Copy out the lines below word for word, each one unchanged.

[Point annotation records]
################
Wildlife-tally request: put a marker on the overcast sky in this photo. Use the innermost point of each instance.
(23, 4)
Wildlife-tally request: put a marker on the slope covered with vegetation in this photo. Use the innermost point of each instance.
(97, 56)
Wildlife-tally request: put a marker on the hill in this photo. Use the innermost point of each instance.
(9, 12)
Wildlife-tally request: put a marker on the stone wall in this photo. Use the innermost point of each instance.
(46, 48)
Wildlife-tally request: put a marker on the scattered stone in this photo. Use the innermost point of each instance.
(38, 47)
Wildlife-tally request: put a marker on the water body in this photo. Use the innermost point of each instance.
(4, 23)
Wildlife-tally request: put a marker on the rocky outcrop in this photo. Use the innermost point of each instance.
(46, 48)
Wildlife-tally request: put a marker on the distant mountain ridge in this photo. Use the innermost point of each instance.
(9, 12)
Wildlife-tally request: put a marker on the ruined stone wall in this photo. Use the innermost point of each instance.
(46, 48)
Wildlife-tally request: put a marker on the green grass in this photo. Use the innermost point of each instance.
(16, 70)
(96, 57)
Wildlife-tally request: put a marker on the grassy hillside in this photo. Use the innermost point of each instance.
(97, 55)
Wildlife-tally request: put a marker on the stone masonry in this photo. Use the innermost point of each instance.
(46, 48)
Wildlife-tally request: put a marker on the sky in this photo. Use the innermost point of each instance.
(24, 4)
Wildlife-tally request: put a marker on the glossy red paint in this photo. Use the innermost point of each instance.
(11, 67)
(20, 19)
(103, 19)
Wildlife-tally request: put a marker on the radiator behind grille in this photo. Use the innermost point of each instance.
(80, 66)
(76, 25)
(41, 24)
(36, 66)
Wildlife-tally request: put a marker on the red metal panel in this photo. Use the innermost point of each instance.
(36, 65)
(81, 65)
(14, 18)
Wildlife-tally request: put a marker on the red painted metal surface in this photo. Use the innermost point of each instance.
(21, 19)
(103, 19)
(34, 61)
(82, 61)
################
*Answer to the exercise*
Wildlife-tally request: put a marker on the overcast sky in this photo. Use the innermost point of each instance.
(23, 4)
Wildlife-tally request: put a marker on the slope covered with vegetation in this photo. Use the innermost point of each instance.
(97, 56)
Wildlife-tally request: put a marker on the hill in this photo. Use the innermost point of each instance.
(9, 12)
Wildlife-tally request: put a marker on the stone wall in this photo. Use the innermost point of each instance.
(46, 48)
Wildlife-tally request: put a marker on the scattered stone in this photo. Use the innermost point of each instance.
(38, 47)
Wildlife-tally request: put a marker on the water body in this photo. Use the innermost point of each instance.
(4, 23)
Wildlife-tally request: put a marker on the rocky outcrop in this photo. Use the innermost point of each instance.
(46, 48)
Wildlife-tally request: put a marker on the distant mountain ridge in this photo. Use the innermost point of each instance.
(9, 12)
Wildlife-tally request: put a marker on the ruined stone wall in this photo. Use the innermost point of each instance.
(46, 48)
Wildlife-tally request: put a marker on the green grass in this photo. Use the innermost point of each instance.
(16, 70)
(96, 57)
Wildlife-tally request: put a marker on the grassy hillside in this photo. Use the innermost point of each instance.
(97, 55)
Wildlife-tally request: put a marker on the stone masonry in this photo. Use the innermost point of each instance.
(46, 48)
Wildlife-tally request: put a marker on the sky in this photo. Use the innermost point of each instance.
(24, 4)
Wildlife-tally request: put a marker on the glossy red paint in this photo. Use the innermost point of each instance.
(11, 67)
(20, 19)
(103, 19)
Wildlife-tally request: put a marker on the radiator behind grille in this photo. Use the innermost point of each instance.
(80, 66)
(76, 25)
(41, 24)
(36, 66)
Wildlife-tally request: put a marker on the red metal panel in this photo. Use the innermost point of each instance.
(36, 65)
(81, 65)
(14, 18)
Wildlife-tally request: put a marker on the red painted metal surface in this photo. Use the innermost point of each instance.
(21, 19)
(103, 19)
(34, 61)
(82, 61)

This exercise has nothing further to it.